=== Dataset excerpts ===
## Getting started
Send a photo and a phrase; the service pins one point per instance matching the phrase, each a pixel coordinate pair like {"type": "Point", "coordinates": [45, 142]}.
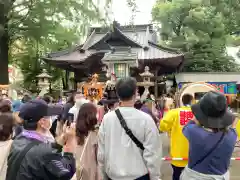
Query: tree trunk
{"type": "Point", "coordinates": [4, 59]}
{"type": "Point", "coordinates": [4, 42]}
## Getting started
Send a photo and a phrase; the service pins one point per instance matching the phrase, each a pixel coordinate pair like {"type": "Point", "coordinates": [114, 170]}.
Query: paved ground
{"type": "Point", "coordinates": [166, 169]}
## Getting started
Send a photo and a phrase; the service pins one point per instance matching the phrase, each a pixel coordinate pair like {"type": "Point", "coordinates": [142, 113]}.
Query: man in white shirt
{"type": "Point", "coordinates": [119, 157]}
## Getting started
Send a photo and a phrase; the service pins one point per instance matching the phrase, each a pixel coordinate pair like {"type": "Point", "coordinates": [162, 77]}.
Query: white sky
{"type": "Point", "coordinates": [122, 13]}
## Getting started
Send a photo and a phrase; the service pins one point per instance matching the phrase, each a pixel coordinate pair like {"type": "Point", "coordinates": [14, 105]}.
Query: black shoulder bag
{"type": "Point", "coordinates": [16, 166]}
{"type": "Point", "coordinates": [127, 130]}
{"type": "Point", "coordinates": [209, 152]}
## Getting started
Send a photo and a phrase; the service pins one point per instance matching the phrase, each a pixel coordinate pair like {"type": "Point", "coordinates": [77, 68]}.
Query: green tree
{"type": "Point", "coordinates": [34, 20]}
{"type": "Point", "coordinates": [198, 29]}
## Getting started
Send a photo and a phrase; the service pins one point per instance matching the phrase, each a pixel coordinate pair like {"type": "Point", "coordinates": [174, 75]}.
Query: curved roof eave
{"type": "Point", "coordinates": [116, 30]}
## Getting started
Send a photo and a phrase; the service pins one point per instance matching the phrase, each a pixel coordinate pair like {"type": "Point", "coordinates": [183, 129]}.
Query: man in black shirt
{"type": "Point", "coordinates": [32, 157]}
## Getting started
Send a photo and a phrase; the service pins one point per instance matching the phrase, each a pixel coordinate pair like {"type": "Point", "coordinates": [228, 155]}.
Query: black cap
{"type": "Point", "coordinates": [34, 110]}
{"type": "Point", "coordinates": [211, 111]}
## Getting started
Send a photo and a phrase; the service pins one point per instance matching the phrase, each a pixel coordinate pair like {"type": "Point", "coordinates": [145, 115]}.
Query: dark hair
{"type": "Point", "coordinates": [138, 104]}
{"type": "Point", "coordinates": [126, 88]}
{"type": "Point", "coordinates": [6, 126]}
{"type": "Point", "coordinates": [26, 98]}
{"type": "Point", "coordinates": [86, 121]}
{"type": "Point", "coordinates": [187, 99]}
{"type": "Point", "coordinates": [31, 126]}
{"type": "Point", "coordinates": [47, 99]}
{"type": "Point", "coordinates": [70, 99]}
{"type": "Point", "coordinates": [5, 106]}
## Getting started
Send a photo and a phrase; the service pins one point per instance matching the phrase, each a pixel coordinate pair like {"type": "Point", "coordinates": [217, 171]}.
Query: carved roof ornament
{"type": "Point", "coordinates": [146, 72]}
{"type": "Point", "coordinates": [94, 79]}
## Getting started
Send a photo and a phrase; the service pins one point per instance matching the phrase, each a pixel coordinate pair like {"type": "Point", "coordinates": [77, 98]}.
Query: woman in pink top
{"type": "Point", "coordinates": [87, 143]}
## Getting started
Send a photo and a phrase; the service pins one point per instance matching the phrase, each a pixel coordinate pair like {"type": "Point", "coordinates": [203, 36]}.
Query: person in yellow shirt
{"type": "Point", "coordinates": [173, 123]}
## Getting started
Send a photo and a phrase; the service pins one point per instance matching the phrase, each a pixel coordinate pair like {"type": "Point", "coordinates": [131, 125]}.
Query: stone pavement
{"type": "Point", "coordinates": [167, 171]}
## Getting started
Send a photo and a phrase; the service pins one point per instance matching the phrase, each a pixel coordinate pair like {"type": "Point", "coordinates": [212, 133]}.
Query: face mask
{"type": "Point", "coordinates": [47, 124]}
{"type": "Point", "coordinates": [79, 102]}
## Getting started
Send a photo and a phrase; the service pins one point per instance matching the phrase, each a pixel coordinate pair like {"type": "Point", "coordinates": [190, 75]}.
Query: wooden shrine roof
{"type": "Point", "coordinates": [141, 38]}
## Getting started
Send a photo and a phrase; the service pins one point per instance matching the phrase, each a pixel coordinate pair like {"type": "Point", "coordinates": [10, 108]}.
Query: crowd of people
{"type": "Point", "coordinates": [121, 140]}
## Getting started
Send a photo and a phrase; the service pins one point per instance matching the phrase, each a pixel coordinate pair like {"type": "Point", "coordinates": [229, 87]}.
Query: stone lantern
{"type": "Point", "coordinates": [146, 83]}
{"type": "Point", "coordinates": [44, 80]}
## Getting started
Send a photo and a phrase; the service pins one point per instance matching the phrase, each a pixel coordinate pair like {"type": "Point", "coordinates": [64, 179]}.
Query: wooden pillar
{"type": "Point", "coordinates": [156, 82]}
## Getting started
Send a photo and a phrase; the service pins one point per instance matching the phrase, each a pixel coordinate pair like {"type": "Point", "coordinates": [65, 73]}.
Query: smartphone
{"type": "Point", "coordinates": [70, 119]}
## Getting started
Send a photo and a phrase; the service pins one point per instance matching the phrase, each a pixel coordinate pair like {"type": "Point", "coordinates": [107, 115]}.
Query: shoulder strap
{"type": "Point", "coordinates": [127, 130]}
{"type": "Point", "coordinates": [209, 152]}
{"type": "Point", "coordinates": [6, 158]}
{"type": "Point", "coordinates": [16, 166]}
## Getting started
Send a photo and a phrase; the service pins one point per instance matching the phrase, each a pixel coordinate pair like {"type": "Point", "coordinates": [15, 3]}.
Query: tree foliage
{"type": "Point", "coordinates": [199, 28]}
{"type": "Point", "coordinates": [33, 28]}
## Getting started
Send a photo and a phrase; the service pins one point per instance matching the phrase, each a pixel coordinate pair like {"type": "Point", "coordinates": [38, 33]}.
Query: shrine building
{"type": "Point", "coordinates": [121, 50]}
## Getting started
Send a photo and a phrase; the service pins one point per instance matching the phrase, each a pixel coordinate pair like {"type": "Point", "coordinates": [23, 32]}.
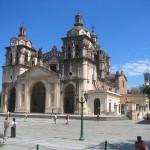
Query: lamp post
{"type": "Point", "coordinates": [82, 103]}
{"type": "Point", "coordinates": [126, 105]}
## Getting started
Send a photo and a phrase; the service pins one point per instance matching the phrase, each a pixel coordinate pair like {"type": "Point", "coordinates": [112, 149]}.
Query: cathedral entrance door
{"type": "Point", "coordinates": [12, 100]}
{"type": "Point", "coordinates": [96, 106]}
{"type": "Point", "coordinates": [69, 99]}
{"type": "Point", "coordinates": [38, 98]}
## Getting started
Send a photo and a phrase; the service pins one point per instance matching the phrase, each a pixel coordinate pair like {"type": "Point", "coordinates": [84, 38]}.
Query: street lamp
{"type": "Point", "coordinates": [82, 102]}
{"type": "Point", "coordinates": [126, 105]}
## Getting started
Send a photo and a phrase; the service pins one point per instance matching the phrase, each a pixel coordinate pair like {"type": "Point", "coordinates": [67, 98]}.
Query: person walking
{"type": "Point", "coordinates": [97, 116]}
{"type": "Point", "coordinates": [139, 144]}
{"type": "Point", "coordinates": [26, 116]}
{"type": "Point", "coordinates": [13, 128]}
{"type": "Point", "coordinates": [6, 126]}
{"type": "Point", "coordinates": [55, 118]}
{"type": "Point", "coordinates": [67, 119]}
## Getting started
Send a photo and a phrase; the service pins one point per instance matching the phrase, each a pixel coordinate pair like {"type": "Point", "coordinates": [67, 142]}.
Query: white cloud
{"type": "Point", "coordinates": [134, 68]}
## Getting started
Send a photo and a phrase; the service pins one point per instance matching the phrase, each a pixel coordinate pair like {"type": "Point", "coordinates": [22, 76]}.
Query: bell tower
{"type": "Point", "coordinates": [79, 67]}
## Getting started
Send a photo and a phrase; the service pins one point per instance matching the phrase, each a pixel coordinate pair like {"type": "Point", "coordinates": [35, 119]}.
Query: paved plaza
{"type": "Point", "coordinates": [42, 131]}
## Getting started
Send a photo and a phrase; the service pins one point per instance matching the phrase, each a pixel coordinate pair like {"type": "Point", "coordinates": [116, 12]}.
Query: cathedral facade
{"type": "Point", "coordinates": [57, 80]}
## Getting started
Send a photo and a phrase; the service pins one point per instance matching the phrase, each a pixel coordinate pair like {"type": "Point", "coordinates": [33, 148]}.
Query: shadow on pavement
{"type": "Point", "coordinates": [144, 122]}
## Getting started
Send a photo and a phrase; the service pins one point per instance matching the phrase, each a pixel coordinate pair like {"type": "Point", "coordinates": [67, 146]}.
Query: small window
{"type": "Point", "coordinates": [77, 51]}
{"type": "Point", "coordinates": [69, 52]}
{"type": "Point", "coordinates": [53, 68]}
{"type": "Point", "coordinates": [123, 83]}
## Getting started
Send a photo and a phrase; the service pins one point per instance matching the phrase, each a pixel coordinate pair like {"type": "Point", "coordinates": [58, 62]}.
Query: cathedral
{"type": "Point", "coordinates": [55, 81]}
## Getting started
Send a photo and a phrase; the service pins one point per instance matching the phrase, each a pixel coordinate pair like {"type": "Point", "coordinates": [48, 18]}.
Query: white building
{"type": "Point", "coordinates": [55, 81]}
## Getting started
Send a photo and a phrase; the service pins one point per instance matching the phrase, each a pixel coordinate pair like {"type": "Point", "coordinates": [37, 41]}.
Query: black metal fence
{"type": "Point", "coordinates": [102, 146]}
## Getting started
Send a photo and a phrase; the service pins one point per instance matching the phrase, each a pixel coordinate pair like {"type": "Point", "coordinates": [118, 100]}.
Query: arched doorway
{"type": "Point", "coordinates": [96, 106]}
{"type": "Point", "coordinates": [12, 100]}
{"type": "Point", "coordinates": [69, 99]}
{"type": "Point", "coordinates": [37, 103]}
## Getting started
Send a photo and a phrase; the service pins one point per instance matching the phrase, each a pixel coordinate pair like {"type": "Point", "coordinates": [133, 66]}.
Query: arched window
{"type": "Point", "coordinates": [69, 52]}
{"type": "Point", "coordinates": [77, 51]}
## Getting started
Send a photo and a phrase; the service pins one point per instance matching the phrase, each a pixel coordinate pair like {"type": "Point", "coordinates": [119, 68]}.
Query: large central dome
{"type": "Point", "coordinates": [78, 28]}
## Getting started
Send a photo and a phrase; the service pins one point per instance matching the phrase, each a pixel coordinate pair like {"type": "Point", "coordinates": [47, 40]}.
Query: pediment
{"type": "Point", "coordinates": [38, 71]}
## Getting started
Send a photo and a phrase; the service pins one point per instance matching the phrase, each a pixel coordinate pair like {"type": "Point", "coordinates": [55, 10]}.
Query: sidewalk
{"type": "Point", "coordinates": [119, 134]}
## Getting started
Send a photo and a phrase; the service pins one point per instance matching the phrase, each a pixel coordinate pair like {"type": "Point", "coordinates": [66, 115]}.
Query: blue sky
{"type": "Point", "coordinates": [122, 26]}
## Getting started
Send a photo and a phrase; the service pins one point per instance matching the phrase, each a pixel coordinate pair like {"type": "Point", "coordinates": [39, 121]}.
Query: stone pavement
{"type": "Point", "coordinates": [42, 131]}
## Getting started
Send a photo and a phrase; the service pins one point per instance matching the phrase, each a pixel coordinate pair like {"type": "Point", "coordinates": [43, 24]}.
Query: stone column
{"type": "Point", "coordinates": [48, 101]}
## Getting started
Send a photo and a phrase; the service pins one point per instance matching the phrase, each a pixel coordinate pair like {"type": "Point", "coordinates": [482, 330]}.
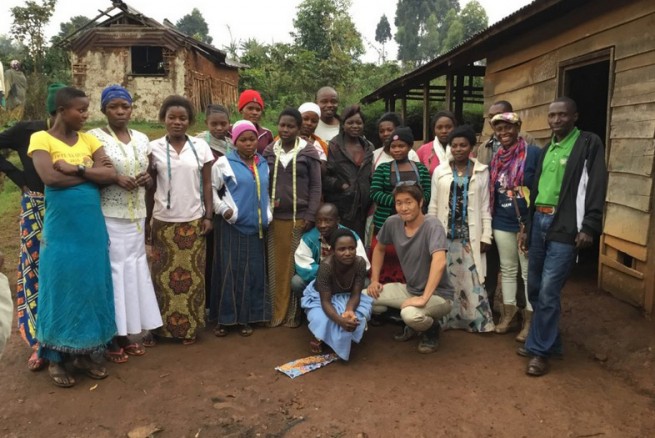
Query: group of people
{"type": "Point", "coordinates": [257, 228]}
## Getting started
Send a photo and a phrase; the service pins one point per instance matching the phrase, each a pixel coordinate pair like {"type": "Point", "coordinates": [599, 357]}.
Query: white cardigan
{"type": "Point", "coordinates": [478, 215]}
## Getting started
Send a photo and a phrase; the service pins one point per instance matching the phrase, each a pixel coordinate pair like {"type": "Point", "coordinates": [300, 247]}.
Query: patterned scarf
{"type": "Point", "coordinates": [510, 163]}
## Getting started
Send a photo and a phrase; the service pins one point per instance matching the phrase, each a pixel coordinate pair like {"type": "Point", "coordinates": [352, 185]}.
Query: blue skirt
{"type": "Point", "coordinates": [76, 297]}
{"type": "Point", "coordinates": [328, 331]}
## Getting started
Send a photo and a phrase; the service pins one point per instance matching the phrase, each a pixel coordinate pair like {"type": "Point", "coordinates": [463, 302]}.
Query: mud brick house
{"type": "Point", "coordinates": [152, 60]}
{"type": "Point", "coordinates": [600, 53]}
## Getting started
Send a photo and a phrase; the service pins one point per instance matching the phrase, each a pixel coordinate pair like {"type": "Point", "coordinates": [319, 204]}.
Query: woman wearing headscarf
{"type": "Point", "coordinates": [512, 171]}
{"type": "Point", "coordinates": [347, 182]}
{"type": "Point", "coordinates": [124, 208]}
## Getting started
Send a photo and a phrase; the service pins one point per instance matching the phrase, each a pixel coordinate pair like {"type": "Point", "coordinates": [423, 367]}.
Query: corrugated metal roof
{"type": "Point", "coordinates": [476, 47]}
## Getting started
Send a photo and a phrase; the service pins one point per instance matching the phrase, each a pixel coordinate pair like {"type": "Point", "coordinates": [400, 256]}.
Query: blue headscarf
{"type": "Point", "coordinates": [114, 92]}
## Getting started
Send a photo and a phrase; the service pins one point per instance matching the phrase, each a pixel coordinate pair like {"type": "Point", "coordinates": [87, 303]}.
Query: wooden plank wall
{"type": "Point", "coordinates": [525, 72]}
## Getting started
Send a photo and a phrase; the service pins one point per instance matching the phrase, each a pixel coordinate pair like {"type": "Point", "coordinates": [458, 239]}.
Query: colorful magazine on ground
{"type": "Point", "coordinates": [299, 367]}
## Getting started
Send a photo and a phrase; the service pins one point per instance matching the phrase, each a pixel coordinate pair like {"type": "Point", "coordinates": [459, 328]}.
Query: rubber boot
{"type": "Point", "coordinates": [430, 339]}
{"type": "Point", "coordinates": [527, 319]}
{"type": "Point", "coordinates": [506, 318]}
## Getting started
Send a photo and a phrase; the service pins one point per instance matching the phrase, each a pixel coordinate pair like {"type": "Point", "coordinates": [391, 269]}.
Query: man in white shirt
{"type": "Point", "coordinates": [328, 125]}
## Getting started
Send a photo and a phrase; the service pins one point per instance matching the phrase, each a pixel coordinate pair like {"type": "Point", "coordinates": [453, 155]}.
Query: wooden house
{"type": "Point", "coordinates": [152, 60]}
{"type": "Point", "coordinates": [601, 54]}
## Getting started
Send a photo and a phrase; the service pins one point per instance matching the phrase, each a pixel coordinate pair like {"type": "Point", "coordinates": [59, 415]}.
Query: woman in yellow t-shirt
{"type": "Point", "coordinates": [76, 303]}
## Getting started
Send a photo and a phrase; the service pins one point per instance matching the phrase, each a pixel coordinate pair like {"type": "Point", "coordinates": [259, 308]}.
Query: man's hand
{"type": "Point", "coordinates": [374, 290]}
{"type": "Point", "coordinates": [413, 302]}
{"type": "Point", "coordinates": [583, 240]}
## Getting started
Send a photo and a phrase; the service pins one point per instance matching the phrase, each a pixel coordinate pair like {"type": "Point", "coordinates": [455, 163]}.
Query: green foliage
===
» What you have to do
Pull out each line of the entries above that contains the word "yellow", paying attention to uppercase and lowercase.

» Full answer
Query: person in yellow shirt
Query: woman in yellow t-shirt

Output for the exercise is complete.